From the records below, keep only the lines that contain the word "mail", matching case exactly, and copy each one in full.

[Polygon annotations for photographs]
※ ※ ※

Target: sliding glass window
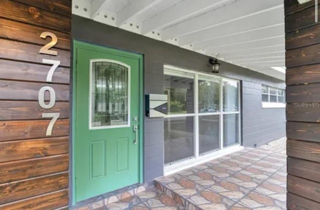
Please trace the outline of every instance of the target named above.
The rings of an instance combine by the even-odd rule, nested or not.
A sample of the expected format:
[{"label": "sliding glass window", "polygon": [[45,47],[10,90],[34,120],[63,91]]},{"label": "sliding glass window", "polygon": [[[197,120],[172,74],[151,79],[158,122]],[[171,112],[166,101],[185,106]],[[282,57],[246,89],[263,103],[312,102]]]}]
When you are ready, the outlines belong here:
[{"label": "sliding glass window", "polygon": [[165,66],[166,165],[240,142],[239,82]]}]

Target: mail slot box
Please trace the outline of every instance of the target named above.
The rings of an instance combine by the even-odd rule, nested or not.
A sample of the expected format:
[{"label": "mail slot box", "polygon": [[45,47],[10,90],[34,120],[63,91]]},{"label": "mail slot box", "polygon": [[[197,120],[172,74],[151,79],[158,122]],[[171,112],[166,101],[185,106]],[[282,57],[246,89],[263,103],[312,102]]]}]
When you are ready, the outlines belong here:
[{"label": "mail slot box", "polygon": [[163,94],[146,95],[146,115],[149,117],[160,117],[168,113],[168,96]]}]

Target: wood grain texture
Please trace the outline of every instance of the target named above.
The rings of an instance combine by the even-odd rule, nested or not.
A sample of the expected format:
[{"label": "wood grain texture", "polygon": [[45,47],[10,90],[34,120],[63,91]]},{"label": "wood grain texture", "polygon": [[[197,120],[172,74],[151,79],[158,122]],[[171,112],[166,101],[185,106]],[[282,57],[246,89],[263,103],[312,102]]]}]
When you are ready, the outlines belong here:
[{"label": "wood grain texture", "polygon": [[320,142],[320,123],[287,122],[286,136],[288,138]]},{"label": "wood grain texture", "polygon": [[286,16],[296,13],[314,6],[314,0],[302,5],[299,4],[296,0],[284,0],[284,13]]},{"label": "wood grain texture", "polygon": [[62,172],[0,184],[0,204],[66,188],[68,173]]},{"label": "wood grain texture", "polygon": [[290,50],[320,43],[320,24],[286,35],[286,49]]},{"label": "wood grain texture", "polygon": [[[0,122],[0,142],[43,138],[50,119],[41,120],[8,120]],[[58,119],[50,137],[69,135],[69,120]]]},{"label": "wood grain texture", "polygon": [[60,119],[68,118],[68,102],[57,102],[49,109],[41,108],[38,102],[0,101],[0,120],[42,119],[42,113],[58,112]]},{"label": "wood grain texture", "polygon": [[287,86],[286,100],[288,103],[320,102],[320,84]]},{"label": "wood grain texture", "polygon": [[[56,101],[69,100],[69,85],[38,83],[24,81],[0,80],[0,95],[2,100],[38,100],[39,90],[44,86],[54,90]],[[44,94],[44,100],[50,98],[48,91]]]},{"label": "wood grain texture", "polygon": [[290,50],[286,52],[287,68],[319,63],[320,44]]},{"label": "wood grain texture", "polygon": [[288,192],[320,202],[320,183],[288,174]]},{"label": "wood grain texture", "polygon": [[0,205],[6,210],[51,209],[68,204],[68,190],[62,189],[25,200]]},{"label": "wood grain texture", "polygon": [[68,158],[64,154],[1,163],[0,183],[67,171]]},{"label": "wood grain texture", "polygon": [[[52,66],[0,59],[0,79],[46,82]],[[52,81],[54,83],[68,84],[70,69],[58,67],[54,71]]]},{"label": "wood grain texture", "polygon": [[44,59],[54,60],[60,61],[62,67],[70,67],[70,52],[66,50],[54,49],[58,53],[57,56],[54,56],[40,54],[39,51],[42,46],[40,45],[0,39],[0,58],[40,64]]},{"label": "wood grain texture", "polygon": [[[320,13],[320,8],[318,8],[318,14]],[[286,16],[284,19],[286,33],[316,24],[314,21],[314,3],[313,7]]]},{"label": "wood grain texture", "polygon": [[58,31],[71,32],[70,18],[12,1],[1,0],[0,17]]},{"label": "wood grain texture", "polygon": [[71,0],[14,0],[32,7],[71,17]]},{"label": "wood grain texture", "polygon": [[58,42],[54,47],[70,50],[70,35],[56,31],[44,29],[28,24],[0,18],[0,38],[28,42],[41,45],[46,45],[50,39],[40,37],[44,32],[51,32],[56,36]]},{"label": "wood grain texture", "polygon": [[296,122],[320,122],[320,103],[312,104],[288,103],[286,104],[286,120]]},{"label": "wood grain texture", "polygon": [[320,203],[296,194],[288,192],[287,197],[287,208],[290,210],[318,210]]},{"label": "wood grain texture", "polygon": [[288,156],[320,162],[320,143],[288,139],[286,147]]},{"label": "wood grain texture", "polygon": [[320,64],[288,68],[286,72],[286,85],[314,83],[320,81]]},{"label": "wood grain texture", "polygon": [[[294,149],[294,147],[291,146],[290,152],[292,153],[293,151],[296,153],[296,151],[292,151],[292,149]],[[300,151],[302,149],[300,149]],[[320,182],[320,163],[288,157],[287,164],[288,173]]]},{"label": "wood grain texture", "polygon": [[68,152],[68,137],[0,142],[0,162],[41,157]]}]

※ ※ ※

* _WRITTEN SOLUTION_
Target: mail slot box
[{"label": "mail slot box", "polygon": [[45,47],[10,90],[34,120],[63,91]]},{"label": "mail slot box", "polygon": [[[197,120],[172,74],[151,79],[158,122]],[[171,112],[166,101],[185,106]],[[282,57],[246,89],[263,103],[312,102]]]}]
[{"label": "mail slot box", "polygon": [[163,94],[146,95],[146,115],[149,117],[160,117],[168,113],[168,96]]}]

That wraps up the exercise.